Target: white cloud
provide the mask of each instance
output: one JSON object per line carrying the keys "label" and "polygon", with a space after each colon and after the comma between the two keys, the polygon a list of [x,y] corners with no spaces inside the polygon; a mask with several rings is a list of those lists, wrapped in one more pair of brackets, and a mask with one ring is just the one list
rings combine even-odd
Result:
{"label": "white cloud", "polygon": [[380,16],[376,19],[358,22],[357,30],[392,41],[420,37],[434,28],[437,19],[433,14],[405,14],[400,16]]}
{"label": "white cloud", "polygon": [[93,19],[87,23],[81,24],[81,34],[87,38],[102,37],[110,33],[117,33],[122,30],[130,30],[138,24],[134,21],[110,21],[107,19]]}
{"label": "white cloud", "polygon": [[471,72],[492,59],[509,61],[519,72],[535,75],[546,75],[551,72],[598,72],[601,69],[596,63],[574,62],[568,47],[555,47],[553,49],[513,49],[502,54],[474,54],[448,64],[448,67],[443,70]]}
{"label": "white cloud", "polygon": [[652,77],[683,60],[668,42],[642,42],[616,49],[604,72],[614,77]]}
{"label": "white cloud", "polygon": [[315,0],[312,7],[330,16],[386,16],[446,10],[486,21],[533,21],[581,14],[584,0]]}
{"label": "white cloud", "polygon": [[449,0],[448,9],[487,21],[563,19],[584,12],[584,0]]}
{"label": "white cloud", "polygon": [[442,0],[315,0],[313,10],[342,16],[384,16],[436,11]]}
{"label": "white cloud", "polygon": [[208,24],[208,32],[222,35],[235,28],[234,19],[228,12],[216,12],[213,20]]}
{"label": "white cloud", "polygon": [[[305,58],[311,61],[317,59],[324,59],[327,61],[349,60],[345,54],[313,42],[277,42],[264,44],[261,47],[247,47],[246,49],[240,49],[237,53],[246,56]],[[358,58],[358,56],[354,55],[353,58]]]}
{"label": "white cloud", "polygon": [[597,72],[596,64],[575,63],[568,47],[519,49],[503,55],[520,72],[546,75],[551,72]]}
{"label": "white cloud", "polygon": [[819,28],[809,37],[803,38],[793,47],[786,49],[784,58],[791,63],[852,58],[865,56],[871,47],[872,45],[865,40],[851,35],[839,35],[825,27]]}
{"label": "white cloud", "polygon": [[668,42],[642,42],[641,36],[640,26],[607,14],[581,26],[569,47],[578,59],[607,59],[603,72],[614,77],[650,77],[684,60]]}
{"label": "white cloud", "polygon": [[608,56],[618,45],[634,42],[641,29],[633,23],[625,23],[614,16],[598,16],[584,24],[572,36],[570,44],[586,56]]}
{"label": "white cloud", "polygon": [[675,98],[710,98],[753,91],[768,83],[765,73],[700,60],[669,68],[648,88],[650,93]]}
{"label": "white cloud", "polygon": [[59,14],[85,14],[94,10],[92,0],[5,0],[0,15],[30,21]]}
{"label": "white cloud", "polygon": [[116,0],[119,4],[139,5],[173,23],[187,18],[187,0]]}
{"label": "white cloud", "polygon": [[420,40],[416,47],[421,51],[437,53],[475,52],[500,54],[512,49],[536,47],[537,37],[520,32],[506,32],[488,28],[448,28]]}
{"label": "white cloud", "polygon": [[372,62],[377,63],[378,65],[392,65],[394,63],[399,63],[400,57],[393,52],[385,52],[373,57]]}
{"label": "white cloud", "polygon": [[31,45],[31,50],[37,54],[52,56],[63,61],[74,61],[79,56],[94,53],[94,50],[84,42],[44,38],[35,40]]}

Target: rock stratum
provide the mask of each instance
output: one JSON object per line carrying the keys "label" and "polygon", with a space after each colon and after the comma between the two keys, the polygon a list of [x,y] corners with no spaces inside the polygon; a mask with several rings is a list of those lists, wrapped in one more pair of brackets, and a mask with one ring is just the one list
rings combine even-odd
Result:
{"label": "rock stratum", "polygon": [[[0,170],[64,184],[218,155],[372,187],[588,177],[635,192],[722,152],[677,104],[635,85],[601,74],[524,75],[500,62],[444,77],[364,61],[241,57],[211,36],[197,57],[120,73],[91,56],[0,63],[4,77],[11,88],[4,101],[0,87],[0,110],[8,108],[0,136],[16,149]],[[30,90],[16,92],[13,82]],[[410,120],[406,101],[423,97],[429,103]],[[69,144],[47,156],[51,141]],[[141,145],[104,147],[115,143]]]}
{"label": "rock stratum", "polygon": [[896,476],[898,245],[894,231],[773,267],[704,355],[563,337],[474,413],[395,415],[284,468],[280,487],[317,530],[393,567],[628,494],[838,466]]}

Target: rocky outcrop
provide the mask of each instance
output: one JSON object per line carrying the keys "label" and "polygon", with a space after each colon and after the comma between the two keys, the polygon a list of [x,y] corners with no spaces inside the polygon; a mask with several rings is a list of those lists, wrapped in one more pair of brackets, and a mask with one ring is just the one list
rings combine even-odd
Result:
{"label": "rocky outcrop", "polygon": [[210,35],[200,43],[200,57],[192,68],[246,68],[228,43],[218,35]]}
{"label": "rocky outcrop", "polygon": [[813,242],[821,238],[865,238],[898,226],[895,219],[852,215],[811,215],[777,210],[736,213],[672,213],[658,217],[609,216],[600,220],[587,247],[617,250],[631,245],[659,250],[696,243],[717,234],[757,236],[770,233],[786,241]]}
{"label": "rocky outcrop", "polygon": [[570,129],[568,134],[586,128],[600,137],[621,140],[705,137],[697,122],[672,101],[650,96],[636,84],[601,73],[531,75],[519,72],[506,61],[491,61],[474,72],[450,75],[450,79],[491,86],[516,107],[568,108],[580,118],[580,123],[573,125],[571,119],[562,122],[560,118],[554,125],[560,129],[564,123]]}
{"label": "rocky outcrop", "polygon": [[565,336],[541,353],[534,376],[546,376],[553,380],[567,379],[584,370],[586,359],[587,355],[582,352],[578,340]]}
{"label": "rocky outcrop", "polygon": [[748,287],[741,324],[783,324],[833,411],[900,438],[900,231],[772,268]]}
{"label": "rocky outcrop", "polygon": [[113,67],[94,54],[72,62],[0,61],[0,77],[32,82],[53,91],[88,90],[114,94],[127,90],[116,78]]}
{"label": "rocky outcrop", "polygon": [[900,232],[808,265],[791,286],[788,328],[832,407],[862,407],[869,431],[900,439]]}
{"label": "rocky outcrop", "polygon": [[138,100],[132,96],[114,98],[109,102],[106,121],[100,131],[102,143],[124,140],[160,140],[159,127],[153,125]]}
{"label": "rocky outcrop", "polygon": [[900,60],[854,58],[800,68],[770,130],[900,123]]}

# Your objective
Write down every record shown above precisely.

# Exercise output
Target: white cloud
provide the mask of each instance
output: one JSON object per line carrying the keys "label" and "polygon", with a space after each colon and after the comma between the two keys, the polygon a list of [x,y] corners with no spaces inside the polygon; a mask with several rings is a list of those lists, wrapped in one more pair of brackets, and a mask with one ring is just the one list
rings combine even-odd
Result:
{"label": "white cloud", "polygon": [[380,16],[376,19],[358,22],[357,30],[392,41],[420,37],[434,28],[437,19],[433,14],[405,14],[400,16]]}
{"label": "white cloud", "polygon": [[93,19],[87,23],[81,24],[81,34],[87,38],[102,37],[110,33],[117,33],[122,30],[130,30],[138,24],[134,21],[110,21],[107,19]]}
{"label": "white cloud", "polygon": [[471,72],[492,59],[509,61],[519,72],[535,75],[546,75],[551,72],[598,72],[601,69],[596,63],[574,62],[568,47],[555,47],[553,49],[513,49],[502,54],[474,54],[448,64],[448,67],[443,70]]}
{"label": "white cloud", "polygon": [[652,77],[683,60],[668,42],[642,42],[616,49],[604,72],[614,77]]}
{"label": "white cloud", "polygon": [[315,0],[312,7],[330,16],[386,16],[446,10],[486,21],[533,21],[581,14],[584,0]]}
{"label": "white cloud", "polygon": [[449,0],[448,9],[487,21],[563,19],[584,12],[584,0]]}
{"label": "white cloud", "polygon": [[442,0],[315,0],[313,10],[342,16],[384,16],[436,11]]}
{"label": "white cloud", "polygon": [[208,24],[208,32],[222,35],[235,28],[234,19],[228,12],[216,12],[213,20]]}
{"label": "white cloud", "polygon": [[[305,58],[311,61],[317,59],[324,59],[327,61],[349,60],[345,54],[313,42],[277,42],[264,44],[261,47],[247,47],[246,49],[240,49],[237,53],[246,56]],[[358,58],[358,56],[354,55],[353,58]]]}
{"label": "white cloud", "polygon": [[597,72],[596,64],[575,63],[568,47],[519,49],[503,55],[520,72],[546,75],[551,72]]}
{"label": "white cloud", "polygon": [[819,28],[809,37],[803,38],[793,47],[786,49],[784,58],[791,63],[852,58],[865,56],[871,47],[872,45],[865,40],[851,35],[839,35],[825,27]]}
{"label": "white cloud", "polygon": [[668,42],[642,42],[641,36],[640,26],[607,14],[581,26],[569,47],[578,59],[607,59],[603,72],[614,77],[650,77],[684,60]]}
{"label": "white cloud", "polygon": [[608,56],[618,45],[634,42],[641,29],[633,23],[625,23],[614,16],[598,16],[584,24],[572,36],[570,44],[586,56]]}
{"label": "white cloud", "polygon": [[675,98],[710,98],[753,91],[768,83],[765,73],[700,60],[669,68],[648,88],[650,93]]}
{"label": "white cloud", "polygon": [[59,14],[85,14],[94,10],[92,0],[5,0],[0,15],[30,21]]}
{"label": "white cloud", "polygon": [[116,0],[119,4],[139,5],[173,23],[187,18],[187,0]]}
{"label": "white cloud", "polygon": [[420,40],[416,47],[421,51],[437,53],[475,52],[500,54],[512,49],[536,47],[537,37],[520,32],[506,32],[488,28],[448,28]]}
{"label": "white cloud", "polygon": [[372,62],[377,63],[378,65],[392,65],[394,63],[399,63],[400,57],[393,52],[385,52],[373,57]]}
{"label": "white cloud", "polygon": [[31,45],[31,50],[37,54],[52,56],[63,61],[74,61],[79,56],[94,53],[94,50],[84,42],[44,38],[35,40]]}

Target: rock stratum
provide the mask of each instance
output: one JSON object per line carrying the keys "label" and "polygon", with a space after each colon and after the comma between the two keys, the polygon a list of [x,y] corners with no spaces inside the polygon; a mask with several rings is a list of those lists, wrapped in one more pair of brackets, and a mask with one ring is just the one list
rings combine even-odd
Result:
{"label": "rock stratum", "polygon": [[[0,170],[64,184],[218,155],[372,187],[588,177],[635,192],[722,152],[677,104],[635,85],[601,74],[524,75],[500,62],[444,77],[364,61],[241,57],[211,36],[197,57],[120,73],[91,56],[0,63],[4,77],[11,88],[4,101],[0,87],[0,110],[8,108],[0,136],[16,149]],[[30,90],[16,92],[13,82]],[[410,120],[406,101],[423,97],[429,103]],[[69,144],[47,156],[51,141]],[[141,145],[104,147],[115,143]]]}
{"label": "rock stratum", "polygon": [[896,476],[898,245],[894,231],[773,267],[704,355],[563,337],[474,413],[395,415],[284,468],[280,487],[317,530],[393,567],[628,494],[838,466]]}

Target: rocky outcrop
provide the mask of each instance
output: one JSON object per line carrying the keys "label" and "polygon", with a space after each colon and after the comma between the two keys, the polygon a list of [x,y] corners with no spaces inside the polygon; a mask with several rings is a list of those lists, wrapped in one more pair of brackets, and a mask with one ring is just the one list
rings combine even-odd
Result:
{"label": "rocky outcrop", "polygon": [[210,35],[200,43],[200,57],[192,68],[246,68],[228,43],[218,35]]}
{"label": "rocky outcrop", "polygon": [[813,242],[821,238],[865,238],[898,226],[895,219],[852,215],[811,215],[777,210],[736,213],[672,213],[658,217],[609,216],[600,220],[587,247],[617,250],[631,245],[659,250],[696,243],[717,234],[757,236],[770,233],[786,241]]}
{"label": "rocky outcrop", "polygon": [[570,129],[568,134],[586,128],[600,137],[621,140],[705,137],[697,122],[672,101],[650,96],[636,84],[601,73],[531,75],[519,72],[506,61],[491,61],[474,72],[450,75],[450,79],[491,86],[516,107],[568,108],[580,118],[580,123],[573,125],[571,119],[562,122],[560,118],[554,125],[560,129],[564,123]]}
{"label": "rocky outcrop", "polygon": [[565,336],[541,353],[534,376],[546,376],[553,380],[567,379],[584,370],[586,359],[587,355],[582,352],[578,340]]}
{"label": "rocky outcrop", "polygon": [[748,287],[741,324],[783,324],[833,411],[900,438],[900,231],[772,268]]}
{"label": "rocky outcrop", "polygon": [[113,67],[94,54],[72,62],[0,61],[0,77],[32,82],[53,91],[88,90],[114,94],[127,90],[116,78]]}
{"label": "rocky outcrop", "polygon": [[900,232],[808,265],[791,286],[788,328],[832,407],[862,407],[869,431],[900,439]]}
{"label": "rocky outcrop", "polygon": [[138,100],[132,96],[114,98],[109,102],[106,121],[100,131],[102,143],[124,140],[160,140],[159,127],[153,125]]}
{"label": "rocky outcrop", "polygon": [[900,60],[854,58],[800,68],[770,130],[900,123]]}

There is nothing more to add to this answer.